**Exercise A:**
According to the book recommendations, at which school did Catalina Daniels and James Sherman study entrepreneurship as classmates?
**Exercise B:**
Rewrite the stretch of the book recommendations from "The real story" through "before starting up.", renaming "angel investors" as "early backers".
**Exercise C:**
Go on with the book recommendations from the point where they end.
(Beginning of Supplied passage)
At once an intimate, multi-generational memoir and a microcosm of American agriculture at large, A BOLD RETURN TO GIVING A DAMN offers a pathway back to producing food the right way. At a time when food supply chains are straining, climate-induced catastrophes are playing havoc with harvests, and concern around who owns America’s farmland are more prescient than ever, Will Harris urges us to consider where the food we eat really comes from, and to re-connect to the places and people who raise what we eat each day. With keen storytelling, a good dose of irreverence, and an unflinching willingness to speak truth to power, Harris shows us why it’s never been more important to know your farmer than now.
Gabbi’s pick: Smart Startups: What Every Entrepreneur Needs to Know--Advice from 18 Harvard Business School Founders by Catalina Daniels and James H. Sherman, Harper Business
Conventional “wisdom” holds that the most successful entrepreneurs in the world are born with a genius for starting companies, experience one lightning-bolt moment of inspiration after another, follow a tried-and-true process to scale to a billion dollars, and attract deep-pocketed investors at every turn.
The real story is a bit more unconventional—and much more interesting.
Would-be-entrepreneurs Catalina Daniels and James Sherman, hungry to study and apply the best practices of startups to their own ventures, studied the nuts-and-bolts of entrepreneurship as classmates at Harvard Business School. Years later, after successfully founding and exiting several companies, and as angel investors in start-ups, they were surprised to realize that their experiences greatly differed from what they had been taught in school. HBS provided a world-class education in the basics. But there was so much they learned the hard way—working in the trenches—that, looking back, they wished they’d known before starting up.
(End of Supplied passage)
(Beginning of Material provided)
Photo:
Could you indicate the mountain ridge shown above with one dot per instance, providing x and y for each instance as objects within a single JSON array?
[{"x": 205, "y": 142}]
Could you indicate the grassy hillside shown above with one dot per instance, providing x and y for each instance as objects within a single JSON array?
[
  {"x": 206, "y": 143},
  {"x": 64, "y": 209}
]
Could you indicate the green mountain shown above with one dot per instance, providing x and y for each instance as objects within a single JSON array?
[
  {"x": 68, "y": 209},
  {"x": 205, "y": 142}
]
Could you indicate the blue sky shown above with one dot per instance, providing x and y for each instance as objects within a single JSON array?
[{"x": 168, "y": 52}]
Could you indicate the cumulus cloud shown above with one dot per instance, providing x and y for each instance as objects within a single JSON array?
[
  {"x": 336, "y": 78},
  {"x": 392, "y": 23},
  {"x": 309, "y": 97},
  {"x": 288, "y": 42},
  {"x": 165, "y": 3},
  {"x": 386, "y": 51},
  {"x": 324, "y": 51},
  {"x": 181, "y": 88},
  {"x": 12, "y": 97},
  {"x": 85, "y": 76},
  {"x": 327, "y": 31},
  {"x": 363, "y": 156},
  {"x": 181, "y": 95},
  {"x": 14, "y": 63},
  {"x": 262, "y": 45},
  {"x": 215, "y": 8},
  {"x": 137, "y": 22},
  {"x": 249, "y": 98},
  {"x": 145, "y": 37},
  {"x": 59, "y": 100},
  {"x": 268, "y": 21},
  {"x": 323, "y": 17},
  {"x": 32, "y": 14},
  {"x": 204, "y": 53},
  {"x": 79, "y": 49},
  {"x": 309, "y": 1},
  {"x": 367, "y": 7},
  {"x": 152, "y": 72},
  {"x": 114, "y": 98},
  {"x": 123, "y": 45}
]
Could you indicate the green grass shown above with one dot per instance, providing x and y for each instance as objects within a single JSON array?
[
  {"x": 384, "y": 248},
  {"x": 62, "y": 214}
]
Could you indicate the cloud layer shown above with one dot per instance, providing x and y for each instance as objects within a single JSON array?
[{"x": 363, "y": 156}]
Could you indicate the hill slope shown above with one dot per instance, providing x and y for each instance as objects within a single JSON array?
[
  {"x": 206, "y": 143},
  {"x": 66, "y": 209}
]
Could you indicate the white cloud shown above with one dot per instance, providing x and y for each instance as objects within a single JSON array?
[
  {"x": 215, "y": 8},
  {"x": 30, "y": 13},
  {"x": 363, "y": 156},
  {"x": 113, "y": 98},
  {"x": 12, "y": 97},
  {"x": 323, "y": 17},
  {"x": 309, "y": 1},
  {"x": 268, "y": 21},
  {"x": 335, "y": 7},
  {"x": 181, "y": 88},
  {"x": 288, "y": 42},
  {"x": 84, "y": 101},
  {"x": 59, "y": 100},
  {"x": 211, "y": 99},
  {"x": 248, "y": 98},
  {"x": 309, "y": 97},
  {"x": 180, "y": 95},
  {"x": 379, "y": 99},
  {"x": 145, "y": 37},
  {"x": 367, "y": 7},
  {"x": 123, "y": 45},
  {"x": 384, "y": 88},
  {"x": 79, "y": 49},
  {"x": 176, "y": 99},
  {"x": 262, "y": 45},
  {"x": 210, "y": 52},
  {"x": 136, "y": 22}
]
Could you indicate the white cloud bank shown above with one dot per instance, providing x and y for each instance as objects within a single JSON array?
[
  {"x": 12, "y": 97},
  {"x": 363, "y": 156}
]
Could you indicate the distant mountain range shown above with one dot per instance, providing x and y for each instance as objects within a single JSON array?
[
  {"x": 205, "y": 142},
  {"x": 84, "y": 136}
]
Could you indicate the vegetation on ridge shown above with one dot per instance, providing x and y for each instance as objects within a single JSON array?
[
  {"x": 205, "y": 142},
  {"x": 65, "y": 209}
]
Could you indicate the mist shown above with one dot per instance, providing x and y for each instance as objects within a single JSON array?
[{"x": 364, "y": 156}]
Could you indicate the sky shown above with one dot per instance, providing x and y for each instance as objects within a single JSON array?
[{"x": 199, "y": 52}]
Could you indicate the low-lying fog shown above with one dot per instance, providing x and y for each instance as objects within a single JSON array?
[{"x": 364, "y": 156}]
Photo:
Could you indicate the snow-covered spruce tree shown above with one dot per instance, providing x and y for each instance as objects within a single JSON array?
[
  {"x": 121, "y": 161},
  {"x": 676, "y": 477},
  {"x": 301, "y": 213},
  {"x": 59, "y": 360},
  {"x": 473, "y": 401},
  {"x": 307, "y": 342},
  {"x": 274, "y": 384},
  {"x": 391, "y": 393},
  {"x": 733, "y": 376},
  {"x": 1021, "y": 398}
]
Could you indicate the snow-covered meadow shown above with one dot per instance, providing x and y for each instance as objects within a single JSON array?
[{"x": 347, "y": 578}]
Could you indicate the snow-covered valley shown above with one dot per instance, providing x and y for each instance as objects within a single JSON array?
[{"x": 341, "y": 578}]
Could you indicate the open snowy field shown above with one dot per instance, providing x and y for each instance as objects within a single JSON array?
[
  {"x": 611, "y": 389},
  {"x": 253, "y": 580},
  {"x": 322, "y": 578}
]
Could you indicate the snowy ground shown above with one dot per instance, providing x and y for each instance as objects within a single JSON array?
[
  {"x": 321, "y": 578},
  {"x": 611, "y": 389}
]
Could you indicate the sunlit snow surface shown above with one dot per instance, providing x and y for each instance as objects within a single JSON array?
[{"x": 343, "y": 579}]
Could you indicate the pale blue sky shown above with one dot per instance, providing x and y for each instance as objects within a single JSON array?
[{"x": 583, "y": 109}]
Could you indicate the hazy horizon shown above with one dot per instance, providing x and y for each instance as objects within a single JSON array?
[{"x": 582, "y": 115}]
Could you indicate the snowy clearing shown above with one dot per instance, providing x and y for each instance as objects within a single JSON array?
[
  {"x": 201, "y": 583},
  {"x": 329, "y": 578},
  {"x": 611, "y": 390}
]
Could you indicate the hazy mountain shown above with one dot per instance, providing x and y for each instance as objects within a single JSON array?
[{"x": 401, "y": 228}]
(End of Material provided)
**Task result A:**
Harvard Business School

**Task result B:**
The real story is a bit more unconventional—and much more interesting.
Would-be-entrepreneurs Catalina Daniels and James Sherman, hungry to study and apply the best practices of startups to their own ventures, studied the nuts-and-bolts of entrepreneurship as classmates at Harvard Business School. Years later, after successfully founding and exiting several companies, and as early backers in start-ups, they were surprised to realize that their experiences greatly differed from what they had been taught in school. HBS provided a world-class education in the basics. But there was so much they learned the hard way—working in the trenches—that, looking back, they wished they’d known before starting up.

**Task result C:**
Inspired, Daniels and Sherman interviewed eighteen HBS graduates and entrepreneurs about their experiences founding companies such as Blue Apron, Rent the Runway, Gilt, and AdoreMe, probing them about what they discovered along the way and what they wish they had known beforehand. The authors bring these insights to life by showcasing the founders in their own words and giving readers the experience of chatting with these remarkable entrepreneurs over a cup of coffee. No other book has unearthed advice from so many HBS entrepreneurs. The result is wisdom that challenges assumptions, destroys preconceived notions, crystalizes hunches, and articulates perceptions with a depth possessed by few people in the world.
Starting a business is hard. Seventy percent of startups today fail after their seed round, and less than ten percent achieve success for founders and investors. Faced with such a daunting threshold, aspiring entrepreneurs need all the advice, wisdom, and inspiration they can get. Smart Startups is written for them—a timeless record of essential knowledge that can help them avoid failure and achieve success.
WHAT WE'VE BEEN READING AT HOME
"Unreliable Narrator by Aparna Nancherla. This is as hilarious as I was hoping it would be, and it is made more interesting maybe because Nancherla has a degree in psychology, and she cites a LOT of other major writers and thinkers through the course of her own writing. Every piece of somber reflection has a generous pinch of observational humor."